▶ _RECORD EXCERPTS_:
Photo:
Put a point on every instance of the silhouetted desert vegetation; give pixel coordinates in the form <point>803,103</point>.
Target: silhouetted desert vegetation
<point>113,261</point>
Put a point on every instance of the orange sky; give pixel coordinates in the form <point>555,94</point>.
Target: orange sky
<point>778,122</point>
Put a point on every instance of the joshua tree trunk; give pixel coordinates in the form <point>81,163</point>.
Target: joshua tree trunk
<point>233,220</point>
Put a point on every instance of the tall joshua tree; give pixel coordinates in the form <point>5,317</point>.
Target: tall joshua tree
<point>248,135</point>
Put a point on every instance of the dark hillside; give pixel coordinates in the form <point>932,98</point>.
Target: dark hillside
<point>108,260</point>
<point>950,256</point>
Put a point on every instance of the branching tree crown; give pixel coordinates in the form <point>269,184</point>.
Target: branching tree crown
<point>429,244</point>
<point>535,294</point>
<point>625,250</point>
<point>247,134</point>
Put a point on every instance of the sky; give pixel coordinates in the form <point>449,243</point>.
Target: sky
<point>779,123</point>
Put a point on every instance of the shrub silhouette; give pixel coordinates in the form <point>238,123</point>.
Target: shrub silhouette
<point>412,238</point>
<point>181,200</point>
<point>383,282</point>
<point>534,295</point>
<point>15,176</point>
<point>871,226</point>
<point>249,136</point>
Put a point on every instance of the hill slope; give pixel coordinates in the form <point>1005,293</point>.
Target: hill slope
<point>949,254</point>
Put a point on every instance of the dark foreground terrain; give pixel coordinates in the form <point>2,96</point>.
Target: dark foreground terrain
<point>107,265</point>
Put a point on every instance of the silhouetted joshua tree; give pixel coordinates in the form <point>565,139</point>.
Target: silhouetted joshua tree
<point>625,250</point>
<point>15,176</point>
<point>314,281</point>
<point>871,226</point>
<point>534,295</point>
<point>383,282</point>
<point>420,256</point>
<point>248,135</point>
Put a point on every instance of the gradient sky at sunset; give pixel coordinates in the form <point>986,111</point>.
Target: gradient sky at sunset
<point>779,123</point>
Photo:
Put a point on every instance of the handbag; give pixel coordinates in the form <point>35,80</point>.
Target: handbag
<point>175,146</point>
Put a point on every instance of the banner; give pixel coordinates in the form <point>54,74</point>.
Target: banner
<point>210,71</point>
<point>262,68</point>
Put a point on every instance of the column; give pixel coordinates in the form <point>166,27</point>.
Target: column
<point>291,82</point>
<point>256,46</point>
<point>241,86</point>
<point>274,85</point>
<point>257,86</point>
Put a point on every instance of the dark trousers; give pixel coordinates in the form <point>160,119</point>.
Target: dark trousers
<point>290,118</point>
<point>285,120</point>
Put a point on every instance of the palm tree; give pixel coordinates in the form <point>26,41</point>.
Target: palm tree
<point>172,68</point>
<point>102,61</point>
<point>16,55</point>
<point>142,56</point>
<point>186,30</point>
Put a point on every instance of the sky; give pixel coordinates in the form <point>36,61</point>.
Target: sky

▶ _ACTIVITY_: Within the material above, the line with "the form <point>449,243</point>." opens the range and the line with "Put a point on every instance of the handbag;" closes it; reproduce that range word for word.

▶ _RESPONSE_:
Put a point on every instance of the sky; give pixel coordinates in the form <point>449,243</point>.
Target: sky
<point>779,123</point>
Put a point on every instance of the shrub silhouette; give pixel coordinates in the form <point>238,123</point>.
Target: shrub silhouette
<point>412,238</point>
<point>181,200</point>
<point>383,282</point>
<point>534,295</point>
<point>15,176</point>
<point>871,226</point>
<point>249,136</point>
Put a point on every instance of the hill slope; give pixel coordinates in the form <point>1005,293</point>.
Target: hill slope
<point>949,254</point>
Put a point on every instance of the dark foreground terrain; give pixel coordinates in the form <point>2,96</point>.
Target: dark foreground terrain
<point>107,265</point>
Put a point on every instance of the silhouetted joshua tree; give pixel coordinates in the form <point>565,139</point>.
Target: silhouetted joshua tree
<point>625,250</point>
<point>15,176</point>
<point>314,281</point>
<point>871,226</point>
<point>534,295</point>
<point>383,282</point>
<point>420,256</point>
<point>248,135</point>
Put a point on every instance of the gradient sky at sunset; give pixel coordinates in the form <point>986,111</point>.
Target: gradient sky at sunset
<point>779,123</point>
Photo:
Put a point on every instance of the handbag; give pixel coordinates in the form <point>35,80</point>.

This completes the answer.